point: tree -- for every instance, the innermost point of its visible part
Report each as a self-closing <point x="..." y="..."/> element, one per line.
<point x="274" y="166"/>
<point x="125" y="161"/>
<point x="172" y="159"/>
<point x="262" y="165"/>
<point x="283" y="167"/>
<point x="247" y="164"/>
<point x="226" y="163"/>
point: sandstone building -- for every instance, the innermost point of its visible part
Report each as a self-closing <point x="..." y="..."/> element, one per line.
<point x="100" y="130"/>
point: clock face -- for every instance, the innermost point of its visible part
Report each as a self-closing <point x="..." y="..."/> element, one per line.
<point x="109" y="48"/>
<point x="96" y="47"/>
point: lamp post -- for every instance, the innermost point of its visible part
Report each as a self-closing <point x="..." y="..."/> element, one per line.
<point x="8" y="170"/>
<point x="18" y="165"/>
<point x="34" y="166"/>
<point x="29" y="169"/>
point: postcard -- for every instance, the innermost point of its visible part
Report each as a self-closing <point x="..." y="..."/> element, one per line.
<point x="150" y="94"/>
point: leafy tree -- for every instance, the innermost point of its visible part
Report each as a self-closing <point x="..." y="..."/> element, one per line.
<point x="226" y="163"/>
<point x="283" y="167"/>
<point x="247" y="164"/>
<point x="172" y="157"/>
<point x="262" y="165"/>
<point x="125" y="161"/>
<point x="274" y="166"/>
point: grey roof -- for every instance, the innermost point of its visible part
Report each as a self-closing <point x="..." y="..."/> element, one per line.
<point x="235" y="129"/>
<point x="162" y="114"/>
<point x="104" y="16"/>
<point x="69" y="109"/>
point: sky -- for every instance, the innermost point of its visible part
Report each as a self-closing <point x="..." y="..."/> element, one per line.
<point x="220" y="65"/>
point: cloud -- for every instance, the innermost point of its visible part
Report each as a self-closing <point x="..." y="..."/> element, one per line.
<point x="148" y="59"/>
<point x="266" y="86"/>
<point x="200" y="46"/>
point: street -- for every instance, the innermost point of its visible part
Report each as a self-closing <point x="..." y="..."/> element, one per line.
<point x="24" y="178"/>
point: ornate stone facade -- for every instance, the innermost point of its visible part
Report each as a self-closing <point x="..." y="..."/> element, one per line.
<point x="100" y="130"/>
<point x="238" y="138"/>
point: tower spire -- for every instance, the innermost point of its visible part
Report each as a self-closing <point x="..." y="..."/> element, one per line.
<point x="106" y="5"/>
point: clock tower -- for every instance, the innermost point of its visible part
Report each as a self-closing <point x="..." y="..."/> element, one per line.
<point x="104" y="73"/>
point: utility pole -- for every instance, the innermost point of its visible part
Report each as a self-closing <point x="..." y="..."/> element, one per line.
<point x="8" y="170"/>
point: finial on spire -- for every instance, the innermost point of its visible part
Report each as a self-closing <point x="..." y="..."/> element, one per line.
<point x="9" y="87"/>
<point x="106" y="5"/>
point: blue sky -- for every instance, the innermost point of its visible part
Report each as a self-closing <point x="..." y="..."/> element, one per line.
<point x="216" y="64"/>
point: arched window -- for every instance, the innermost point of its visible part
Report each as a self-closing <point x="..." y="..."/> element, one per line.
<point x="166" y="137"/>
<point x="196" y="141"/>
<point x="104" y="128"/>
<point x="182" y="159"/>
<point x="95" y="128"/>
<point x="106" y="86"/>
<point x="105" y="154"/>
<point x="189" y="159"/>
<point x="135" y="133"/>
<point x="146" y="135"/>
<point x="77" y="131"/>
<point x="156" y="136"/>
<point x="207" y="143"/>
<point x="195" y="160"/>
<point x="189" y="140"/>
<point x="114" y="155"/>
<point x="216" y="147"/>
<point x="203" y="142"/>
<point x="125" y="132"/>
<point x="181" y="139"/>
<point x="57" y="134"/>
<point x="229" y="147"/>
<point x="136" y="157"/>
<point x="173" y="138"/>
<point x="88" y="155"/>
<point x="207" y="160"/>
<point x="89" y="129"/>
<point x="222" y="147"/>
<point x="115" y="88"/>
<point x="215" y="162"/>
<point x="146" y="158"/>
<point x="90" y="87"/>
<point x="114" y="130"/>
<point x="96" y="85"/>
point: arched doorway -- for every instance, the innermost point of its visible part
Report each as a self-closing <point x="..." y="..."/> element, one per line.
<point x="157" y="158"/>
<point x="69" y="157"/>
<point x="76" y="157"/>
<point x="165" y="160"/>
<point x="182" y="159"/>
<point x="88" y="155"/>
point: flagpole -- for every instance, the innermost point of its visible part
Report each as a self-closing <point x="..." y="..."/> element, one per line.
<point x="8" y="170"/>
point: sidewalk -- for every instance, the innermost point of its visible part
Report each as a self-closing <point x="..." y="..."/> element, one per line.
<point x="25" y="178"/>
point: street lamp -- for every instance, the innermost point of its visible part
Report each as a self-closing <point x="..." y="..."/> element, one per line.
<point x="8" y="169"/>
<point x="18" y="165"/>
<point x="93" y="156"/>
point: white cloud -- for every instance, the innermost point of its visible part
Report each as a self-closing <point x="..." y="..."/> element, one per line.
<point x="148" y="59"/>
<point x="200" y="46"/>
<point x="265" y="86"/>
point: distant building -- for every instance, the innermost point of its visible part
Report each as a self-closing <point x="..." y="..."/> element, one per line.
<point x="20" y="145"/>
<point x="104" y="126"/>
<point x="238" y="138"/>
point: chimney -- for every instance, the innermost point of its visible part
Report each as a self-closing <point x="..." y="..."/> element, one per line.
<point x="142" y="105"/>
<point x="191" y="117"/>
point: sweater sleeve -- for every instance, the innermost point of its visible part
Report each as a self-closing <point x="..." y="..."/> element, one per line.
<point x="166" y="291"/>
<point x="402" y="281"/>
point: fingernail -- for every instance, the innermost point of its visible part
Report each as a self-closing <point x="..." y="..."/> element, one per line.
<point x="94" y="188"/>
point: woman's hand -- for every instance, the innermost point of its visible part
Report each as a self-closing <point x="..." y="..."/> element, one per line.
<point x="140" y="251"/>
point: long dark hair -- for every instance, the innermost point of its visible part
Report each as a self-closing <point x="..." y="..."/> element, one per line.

----------------------------------------

**AIM OF THE EXERCISE**
Write out the entries above word for word.

**RESULT FOR THIS TASK**
point: tree -- for every instance, the innermost point of its visible part
Report each as a self-closing <point x="..." y="..."/> element, one per line.
<point x="274" y="166"/>
<point x="125" y="161"/>
<point x="172" y="159"/>
<point x="262" y="165"/>
<point x="283" y="167"/>
<point x="247" y="164"/>
<point x="226" y="163"/>
point: sandstone building -- for every instance, the innermost point of its visible part
Report each as a self-closing <point x="..." y="..."/> element, one per line.
<point x="100" y="130"/>
point: clock face -- for every instance, the innermost point of its visible part
Report each as a self-closing <point x="..." y="..."/> element, one per line.
<point x="109" y="48"/>
<point x="96" y="47"/>
point: lamp post -- for every instance, the innermost point of its visible part
Report each as a self-closing <point x="..." y="..."/> element, one per line.
<point x="8" y="170"/>
<point x="18" y="165"/>
<point x="34" y="166"/>
<point x="29" y="169"/>
point: postcard -- for every instance, the innermost point of its visible part
Report each as a self-closing <point x="..." y="..."/> element, one per line.
<point x="150" y="94"/>
point: leafy tree -- for every instance, the innermost point of its visible part
Report each as a self-closing <point x="..." y="..."/> element, one per line.
<point x="226" y="163"/>
<point x="283" y="167"/>
<point x="247" y="164"/>
<point x="172" y="157"/>
<point x="262" y="165"/>
<point x="125" y="161"/>
<point x="274" y="166"/>
point: grey roof -- for every instance, the innermost point of its visible part
Report each as a self-closing <point x="..." y="..."/> element, one per line.
<point x="235" y="129"/>
<point x="162" y="114"/>
<point x="104" y="16"/>
<point x="69" y="109"/>
point: sky -- for every instance, the innermost point of its visible part
Report each as a self-closing <point x="..." y="..."/> element, one per line.
<point x="220" y="65"/>
point: cloud -- for every instance, the innermost point of its visible part
Report each as a self-closing <point x="..." y="..."/> element, one per line.
<point x="148" y="59"/>
<point x="266" y="86"/>
<point x="200" y="46"/>
point: street -- for every instance, the innermost point of its visible part
Report each as a self-closing <point x="..." y="..."/> element, one per line.
<point x="24" y="178"/>
point: ornate stone facade -- for every instance, the innermost point of its visible part
Report each as a self-closing <point x="..." y="..."/> element, one per line.
<point x="100" y="130"/>
<point x="238" y="138"/>
point: tower spire -- for every instance, the innermost point of its visible part
Report each as a self-closing <point x="..." y="..."/> element, one per line.
<point x="106" y="5"/>
point: clock tower -- for every instance, the innermost point of its visible part
Report each as a self-closing <point x="..." y="..."/> element, one per line.
<point x="104" y="73"/>
point: utility pole -- for every instance, the innermost point of its visible part
Report each as a self-closing <point x="..." y="..."/> element, one per line.
<point x="8" y="170"/>
point: finial on spire -- for every instance, the innermost point of its visible part
Report each as a self-closing <point x="..." y="..."/> element, one per line.
<point x="9" y="87"/>
<point x="106" y="5"/>
point: blue sky -- for every instance, the innermost point of its visible part
Report each as a self-closing <point x="..." y="..."/> element, one per line.
<point x="216" y="64"/>
point: arched window -- for every instance, the innermost point of its visible part
Report each as a self-closing <point x="..." y="..."/> element, one per line.
<point x="166" y="137"/>
<point x="196" y="141"/>
<point x="104" y="128"/>
<point x="182" y="159"/>
<point x="95" y="128"/>
<point x="106" y="86"/>
<point x="105" y="154"/>
<point x="189" y="159"/>
<point x="135" y="133"/>
<point x="146" y="135"/>
<point x="77" y="131"/>
<point x="156" y="136"/>
<point x="207" y="143"/>
<point x="195" y="160"/>
<point x="189" y="140"/>
<point x="114" y="155"/>
<point x="216" y="147"/>
<point x="203" y="142"/>
<point x="125" y="132"/>
<point x="181" y="139"/>
<point x="57" y="134"/>
<point x="229" y="147"/>
<point x="136" y="157"/>
<point x="173" y="138"/>
<point x="88" y="155"/>
<point x="207" y="160"/>
<point x="89" y="129"/>
<point x="222" y="147"/>
<point x="115" y="88"/>
<point x="215" y="162"/>
<point x="146" y="158"/>
<point x="90" y="87"/>
<point x="114" y="130"/>
<point x="96" y="85"/>
point: arched doorway -- for every instance, the innermost point of its visible part
Report each as a self-closing <point x="..." y="..."/> element, one per line.
<point x="157" y="158"/>
<point x="69" y="157"/>
<point x="76" y="157"/>
<point x="165" y="160"/>
<point x="182" y="159"/>
<point x="88" y="155"/>
point: flagpole -- for every instance, the innermost point of its visible part
Report each as a self-closing <point x="..." y="..."/> element, one per line.
<point x="8" y="170"/>
point: sidewalk -- for every instance, the innermost point of its visible part
Report each as a self-closing <point x="..." y="..."/> element, one per line.
<point x="25" y="178"/>
point: street lamp -- for every instance, the innermost point of its visible part
Report each as a self-closing <point x="..." y="..."/> element, one per line.
<point x="8" y="169"/>
<point x="18" y="165"/>
<point x="93" y="156"/>
point: white cloud -- for every instance, the innermost point of its visible part
Report each as a self-closing <point x="..." y="..."/> element, one per line.
<point x="148" y="59"/>
<point x="200" y="46"/>
<point x="265" y="86"/>
point: distant building -- for every instance, the innermost point of its visible part
Report each as a self-closing <point x="..." y="..."/> element, one per line.
<point x="20" y="145"/>
<point x="104" y="126"/>
<point x="238" y="138"/>
point: chimney -- for every instance, the innermost point of its visible part
Report each as a self-closing <point x="..." y="..."/> element, one per line.
<point x="142" y="105"/>
<point x="191" y="117"/>
point: sweater sleeve -- for every instance, the innermost point of its visible part
Report each as a self-closing <point x="..." y="..."/> element, one per line.
<point x="166" y="291"/>
<point x="402" y="281"/>
point: fingernail -- for every instance, the innermost point of its visible part
Report each as a self-closing <point x="..." y="..."/> element, one per line.
<point x="94" y="188"/>
point: woman's hand -- for every instance, the innermost point of its visible part
Report each as a self-closing <point x="..." y="..."/> element, one per line.
<point x="140" y="251"/>
point: long dark hair -- for every instance, the innermost point of its visible part
Report each as a self-closing <point x="..." y="..."/> element, one per line.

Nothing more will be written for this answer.